Request a — Rewrite the passage on student immigration protests in Arizona from "This spring, just" to "been incorrectly filed.", swapping "graduating senior" for "fourth-year student".

Passage provided —

>>>>>

Gregorio Montes de Oca’s college career has been bookended by virulent debates over illegal immigration.
As a freshman, he joined other students in marching more than 10 miles from Arizona State University’s campus here to the state Capitol, in Phoenix, to protest Proposition 300, a ballot measure to bar undocumented immigrants from qualifying for in-state tuition or receiving state financial aid. When the measure passed, with 72 percent of the vote, he was “really let down,” but he didn’t stop being an activist.
This spring, just days before he took his final exams as a graduating senior, Mr. Montes de Oca joined eight other students in chaining themselves to the Capitol’s doors. This time they were marking their opposition to a new law that expands the state’s role in immigration enforcement. The “Capitol Nine” were arrested, although the charges were later dropped because they had been incorrectly filed.
Mr. Montes de Oca was born in the United States, but his parents, migrant workers, came to the country from Mexico illegally and received citizenship through a Reagan-era amnesty plan. His fellow students, he says, “shouldn’t have to worry about getting deported on the way to class.”
If Mr. Montes de Oca has spent nearly as much time over the past four years on political action as he has on his double major, in political science and Chicano studies, it is because Arizona has been ground zero in the heated national immigration debate. The latest law, which allows police to check the immigration status of people they suspect are illegal immigrants when they have been stopped for another reason, is set to take effect July 29, barring the success of court challenges—of which there are many. The federal government is among those filing suit.

<<<<<

Data extract —
>>>>>

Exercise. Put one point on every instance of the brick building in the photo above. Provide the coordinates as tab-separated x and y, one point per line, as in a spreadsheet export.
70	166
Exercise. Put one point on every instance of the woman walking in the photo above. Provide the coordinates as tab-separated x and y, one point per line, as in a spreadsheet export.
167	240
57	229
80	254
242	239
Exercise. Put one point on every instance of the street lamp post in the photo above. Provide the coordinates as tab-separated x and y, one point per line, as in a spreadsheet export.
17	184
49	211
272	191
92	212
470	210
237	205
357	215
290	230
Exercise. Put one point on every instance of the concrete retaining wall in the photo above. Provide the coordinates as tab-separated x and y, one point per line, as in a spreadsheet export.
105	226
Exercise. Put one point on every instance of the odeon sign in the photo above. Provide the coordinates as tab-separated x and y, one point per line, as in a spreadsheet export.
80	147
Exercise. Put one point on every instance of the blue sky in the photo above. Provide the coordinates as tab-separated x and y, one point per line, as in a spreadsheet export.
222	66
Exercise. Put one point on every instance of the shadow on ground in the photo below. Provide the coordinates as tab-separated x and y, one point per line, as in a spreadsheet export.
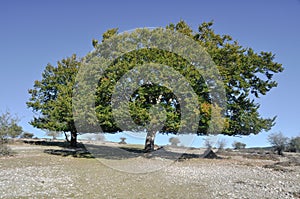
117	152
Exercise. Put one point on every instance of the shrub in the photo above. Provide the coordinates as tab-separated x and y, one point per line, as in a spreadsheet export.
221	144
294	145
27	135
278	141
5	150
122	140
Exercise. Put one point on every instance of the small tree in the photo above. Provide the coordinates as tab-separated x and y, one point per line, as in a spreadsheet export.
294	144
174	141
238	145
221	144
9	127
278	141
209	142
122	140
53	134
99	137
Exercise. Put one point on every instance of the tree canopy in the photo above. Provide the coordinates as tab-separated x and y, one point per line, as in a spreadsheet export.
9	127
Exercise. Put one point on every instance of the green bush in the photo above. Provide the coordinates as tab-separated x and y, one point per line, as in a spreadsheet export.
5	150
238	145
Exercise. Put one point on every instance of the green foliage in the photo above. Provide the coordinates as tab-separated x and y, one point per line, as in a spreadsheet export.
174	141
51	97
245	74
238	145
123	140
294	144
27	135
221	143
9	127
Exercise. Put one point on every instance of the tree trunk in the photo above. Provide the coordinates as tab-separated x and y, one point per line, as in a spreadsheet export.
149	143
73	139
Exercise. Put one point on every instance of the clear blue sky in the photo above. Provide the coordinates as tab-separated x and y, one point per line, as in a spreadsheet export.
34	33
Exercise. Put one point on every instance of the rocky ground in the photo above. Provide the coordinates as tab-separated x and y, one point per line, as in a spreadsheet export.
34	173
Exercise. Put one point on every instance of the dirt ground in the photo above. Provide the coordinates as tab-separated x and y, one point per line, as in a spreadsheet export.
39	171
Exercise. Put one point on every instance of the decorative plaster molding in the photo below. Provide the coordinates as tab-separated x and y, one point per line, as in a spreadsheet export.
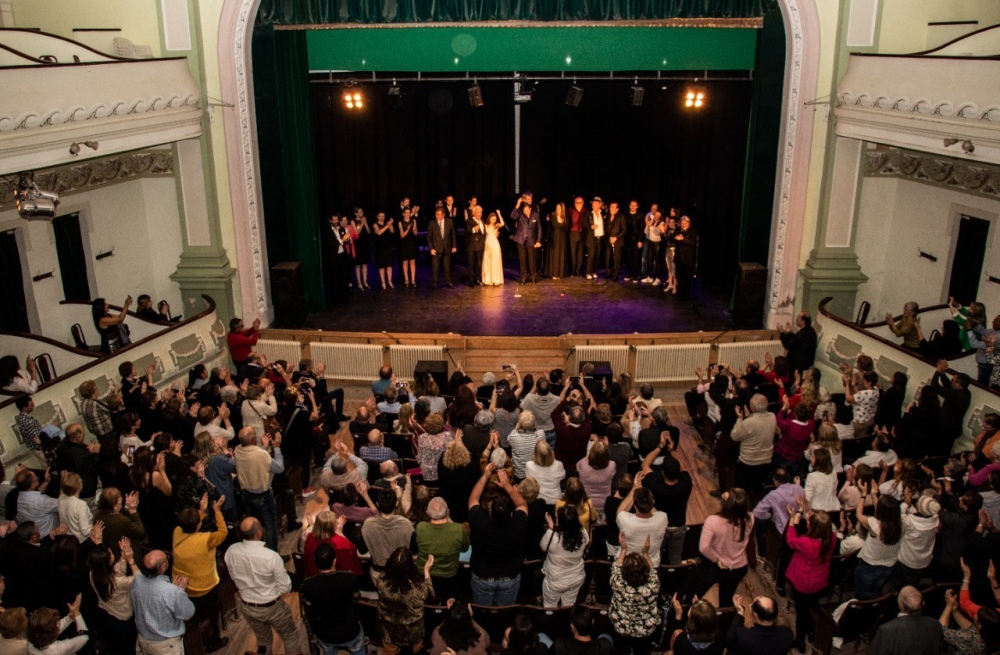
96	173
57	116
947	173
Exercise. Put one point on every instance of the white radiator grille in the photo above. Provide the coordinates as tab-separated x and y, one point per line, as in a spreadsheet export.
617	356
275	349
737	354
348	361
670	363
404	358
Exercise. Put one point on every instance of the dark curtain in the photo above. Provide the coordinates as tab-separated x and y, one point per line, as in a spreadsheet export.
15	314
72	259
434	145
301	12
284	133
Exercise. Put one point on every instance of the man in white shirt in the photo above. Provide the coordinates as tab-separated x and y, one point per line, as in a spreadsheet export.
261	578
645	523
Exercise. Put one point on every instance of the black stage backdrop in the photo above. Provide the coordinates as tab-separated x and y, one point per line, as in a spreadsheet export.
437	144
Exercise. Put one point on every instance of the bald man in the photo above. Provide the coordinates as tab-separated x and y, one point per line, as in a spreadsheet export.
160	607
261	578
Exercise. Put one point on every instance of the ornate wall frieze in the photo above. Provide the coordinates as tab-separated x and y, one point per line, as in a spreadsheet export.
95	173
980	179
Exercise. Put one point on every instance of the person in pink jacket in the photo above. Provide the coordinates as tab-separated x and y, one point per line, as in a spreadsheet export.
723	544
809	571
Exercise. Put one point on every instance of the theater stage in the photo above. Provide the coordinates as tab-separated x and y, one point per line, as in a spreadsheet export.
547	308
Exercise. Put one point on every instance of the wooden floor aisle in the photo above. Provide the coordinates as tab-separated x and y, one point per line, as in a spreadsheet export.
242	639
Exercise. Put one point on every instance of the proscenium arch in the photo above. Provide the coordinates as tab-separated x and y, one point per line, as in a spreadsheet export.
802	56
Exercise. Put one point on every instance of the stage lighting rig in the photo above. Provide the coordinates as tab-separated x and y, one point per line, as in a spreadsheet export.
34	204
694	97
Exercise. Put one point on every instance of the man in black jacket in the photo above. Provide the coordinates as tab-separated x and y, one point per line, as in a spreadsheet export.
475	244
801	345
956	399
73	454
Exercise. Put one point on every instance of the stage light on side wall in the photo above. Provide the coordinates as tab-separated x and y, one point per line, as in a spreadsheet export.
395	96
353	100
694	97
574	95
636	95
475	95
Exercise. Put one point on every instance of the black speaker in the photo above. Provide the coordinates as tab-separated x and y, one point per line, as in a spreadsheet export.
751	286
288	295
437	369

<<<<<

Request b — Show each line of the entries above that contains the word "jacket".

Complete output a —
This spring, just days before he took his final exams as a fourth-year student, Mr. Montes de Oca joined eight other students in chaining themselves to the Capitol’s doors. This time they were marking their opposition to a new law that expands the state’s role in immigration enforcement. The “Capitol Nine” were arrested, although the charges were later dropped because they had been incorrectly filed.

Complete output b —
Exercise. Put one point on every instance of the person in pink jacket in the photo above. Provide the coordinates as tab-separated x and y, one point per line, as in a spreadsheet export.
Exercise. Put one point on every instance of the man in black jacket in the photo above. Provide the coordinates as tab-separated x and y, one point per line, as in a spreadsheet export.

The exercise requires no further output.